## begin EXERCISE DATA
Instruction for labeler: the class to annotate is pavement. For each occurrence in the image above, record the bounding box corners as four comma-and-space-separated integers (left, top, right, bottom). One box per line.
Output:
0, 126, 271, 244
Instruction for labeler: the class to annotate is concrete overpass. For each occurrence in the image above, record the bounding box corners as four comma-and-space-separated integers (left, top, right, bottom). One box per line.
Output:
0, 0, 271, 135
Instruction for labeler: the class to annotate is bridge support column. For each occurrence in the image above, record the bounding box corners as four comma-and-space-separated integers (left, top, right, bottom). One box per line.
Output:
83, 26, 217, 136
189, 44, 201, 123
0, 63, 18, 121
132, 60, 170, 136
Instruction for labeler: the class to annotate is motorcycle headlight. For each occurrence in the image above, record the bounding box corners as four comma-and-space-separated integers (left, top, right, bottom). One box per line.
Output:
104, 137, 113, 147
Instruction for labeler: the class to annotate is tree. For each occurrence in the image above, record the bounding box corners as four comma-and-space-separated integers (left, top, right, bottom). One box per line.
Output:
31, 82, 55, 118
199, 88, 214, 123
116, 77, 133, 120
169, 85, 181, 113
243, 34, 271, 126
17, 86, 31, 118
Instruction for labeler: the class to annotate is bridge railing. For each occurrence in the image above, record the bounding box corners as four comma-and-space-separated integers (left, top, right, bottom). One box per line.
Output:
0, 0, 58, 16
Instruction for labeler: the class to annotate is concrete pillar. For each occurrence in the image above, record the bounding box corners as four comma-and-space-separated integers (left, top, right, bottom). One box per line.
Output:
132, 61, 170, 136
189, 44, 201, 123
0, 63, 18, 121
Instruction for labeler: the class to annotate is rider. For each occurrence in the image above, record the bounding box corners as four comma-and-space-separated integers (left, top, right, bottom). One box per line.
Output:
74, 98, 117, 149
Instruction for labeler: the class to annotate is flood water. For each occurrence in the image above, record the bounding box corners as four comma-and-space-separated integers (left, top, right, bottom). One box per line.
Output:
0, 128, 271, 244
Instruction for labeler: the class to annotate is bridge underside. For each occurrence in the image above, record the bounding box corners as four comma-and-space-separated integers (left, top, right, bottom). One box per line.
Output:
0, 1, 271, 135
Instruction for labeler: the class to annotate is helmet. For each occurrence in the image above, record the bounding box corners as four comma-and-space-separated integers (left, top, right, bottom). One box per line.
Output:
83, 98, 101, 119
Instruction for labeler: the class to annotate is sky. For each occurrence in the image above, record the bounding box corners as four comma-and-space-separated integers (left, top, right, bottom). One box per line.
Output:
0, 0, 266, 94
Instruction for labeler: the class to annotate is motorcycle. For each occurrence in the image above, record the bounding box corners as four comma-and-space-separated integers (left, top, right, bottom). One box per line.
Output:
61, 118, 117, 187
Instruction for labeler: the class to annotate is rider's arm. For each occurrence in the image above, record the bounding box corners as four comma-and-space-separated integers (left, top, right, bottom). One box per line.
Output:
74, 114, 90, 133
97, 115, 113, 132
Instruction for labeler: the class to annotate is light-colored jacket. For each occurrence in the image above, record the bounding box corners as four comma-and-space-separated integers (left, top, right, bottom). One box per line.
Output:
## end EXERCISE DATA
## begin EXERCISE DATA
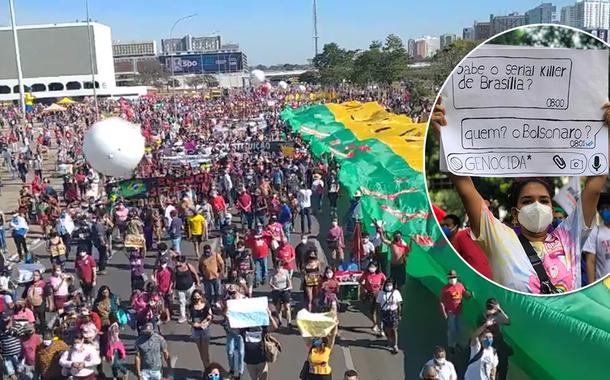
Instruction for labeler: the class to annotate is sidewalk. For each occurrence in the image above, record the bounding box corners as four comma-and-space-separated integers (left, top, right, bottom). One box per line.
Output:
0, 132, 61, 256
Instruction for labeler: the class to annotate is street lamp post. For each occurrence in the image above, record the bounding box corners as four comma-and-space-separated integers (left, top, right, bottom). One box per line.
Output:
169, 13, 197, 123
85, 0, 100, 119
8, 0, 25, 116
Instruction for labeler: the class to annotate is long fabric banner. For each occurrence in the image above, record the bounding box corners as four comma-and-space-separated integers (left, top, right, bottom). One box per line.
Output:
## end EXERCISE DATA
## begin EXERCISE DATA
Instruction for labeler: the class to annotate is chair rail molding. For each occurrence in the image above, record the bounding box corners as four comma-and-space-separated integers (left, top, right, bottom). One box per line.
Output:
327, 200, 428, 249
## end EXERCISE DATA
→ WHAT YOU NEED TO DO: Starting with the line that contains "is motorcycle headlight." and stopping after the line that contains "104, 137, 113, 147", output those lines from the items above as a JSON list of strings, one string per line, with blank lines omitted.

→ REPLY TO THE TASK:
[
  "Instruction for labeler: the class to annotate is motorcycle headlight. For each occurrence in the image above, record the bounding box corners as four comma-and-space-separated integers (left, top, right, bottom). One box per line.",
  "Output:",
  "104, 137, 113, 147"
]